TEXT SEGMENT –
Pot shop owners far from mellow about closing their doors

From behind the counter of his business, Dusty Higgins, owner of Nature’s Medicine Wellness Center, encourages his clients to speak up against the Grand Junction City Council’s proposed ban of marijuana dispensaries.

After dumping about $20,000 into his medical marijuana dispensary to comply with recent state regulations, Robert Ingalsbe was devastated Thursday to learn that the Grand Junction City Council planned to close his shop.

During a workshop Wednesday night, City Council members voiced their intent to shutter the city’s estimated 14 pot shops, a decision that heads to a formal vote later this month. The timing couldn’t have been worse for dispensary owners who recently invested large sums with the state for licenses and to adhere to new regulations.

“It’s going to affect a lot of people,” said Ingalsbe, who with two other people owns Greenlight LLC, 216 North Ave., No. 11. “If (medical marijuana) patients are not going to get it through dispensaries, they’re going to get it illegally through drug dealers.”

ASSIGNED TASK – Translate this sentence from the article about the proposed ban on Grand Junction's pot shops into Spanish: "The timing couldn’t have been worse for dispensary owners who recently invested large sums with the state for licenses and to adhere to new regulations." The data come from a separate source.

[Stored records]
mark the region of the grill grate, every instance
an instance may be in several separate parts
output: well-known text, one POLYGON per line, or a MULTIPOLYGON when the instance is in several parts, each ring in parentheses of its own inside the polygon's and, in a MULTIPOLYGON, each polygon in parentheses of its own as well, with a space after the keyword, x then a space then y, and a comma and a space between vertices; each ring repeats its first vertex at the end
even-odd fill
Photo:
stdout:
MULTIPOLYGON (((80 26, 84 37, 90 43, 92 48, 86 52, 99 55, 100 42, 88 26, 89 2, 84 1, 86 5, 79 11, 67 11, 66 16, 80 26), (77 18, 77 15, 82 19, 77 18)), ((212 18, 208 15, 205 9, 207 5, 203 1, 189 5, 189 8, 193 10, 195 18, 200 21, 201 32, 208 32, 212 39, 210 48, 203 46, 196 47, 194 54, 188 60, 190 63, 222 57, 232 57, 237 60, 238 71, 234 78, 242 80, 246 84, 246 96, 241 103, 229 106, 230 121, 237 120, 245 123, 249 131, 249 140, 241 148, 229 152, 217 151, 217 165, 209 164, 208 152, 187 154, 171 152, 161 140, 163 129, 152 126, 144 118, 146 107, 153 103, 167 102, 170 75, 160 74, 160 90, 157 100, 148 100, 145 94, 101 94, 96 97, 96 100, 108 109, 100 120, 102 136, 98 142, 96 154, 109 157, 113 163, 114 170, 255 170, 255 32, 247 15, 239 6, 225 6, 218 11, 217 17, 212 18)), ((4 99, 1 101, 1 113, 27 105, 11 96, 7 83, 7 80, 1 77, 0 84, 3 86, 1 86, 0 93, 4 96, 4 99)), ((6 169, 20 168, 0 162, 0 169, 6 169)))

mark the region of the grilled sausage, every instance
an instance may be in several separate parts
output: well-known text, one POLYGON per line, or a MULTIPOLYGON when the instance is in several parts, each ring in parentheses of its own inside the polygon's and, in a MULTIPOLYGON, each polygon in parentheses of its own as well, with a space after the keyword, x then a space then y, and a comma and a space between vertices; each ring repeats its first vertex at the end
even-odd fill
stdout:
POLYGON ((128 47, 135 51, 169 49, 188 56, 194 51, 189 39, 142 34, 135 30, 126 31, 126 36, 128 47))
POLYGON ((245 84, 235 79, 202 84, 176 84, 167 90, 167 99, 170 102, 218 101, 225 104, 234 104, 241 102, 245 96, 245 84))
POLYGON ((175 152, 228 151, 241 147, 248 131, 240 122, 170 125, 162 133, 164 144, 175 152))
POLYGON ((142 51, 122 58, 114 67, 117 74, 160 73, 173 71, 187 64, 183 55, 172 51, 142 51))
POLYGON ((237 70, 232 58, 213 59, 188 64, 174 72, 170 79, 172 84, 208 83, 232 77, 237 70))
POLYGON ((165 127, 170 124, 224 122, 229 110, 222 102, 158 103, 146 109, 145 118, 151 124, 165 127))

EXPECTED ANSWER – El momento no podría haber sido peor para los dueños de dispensarios que recientemente invirtieron grandes sumas con el estado en licencias y para cumplir con las nuevas regulaciones.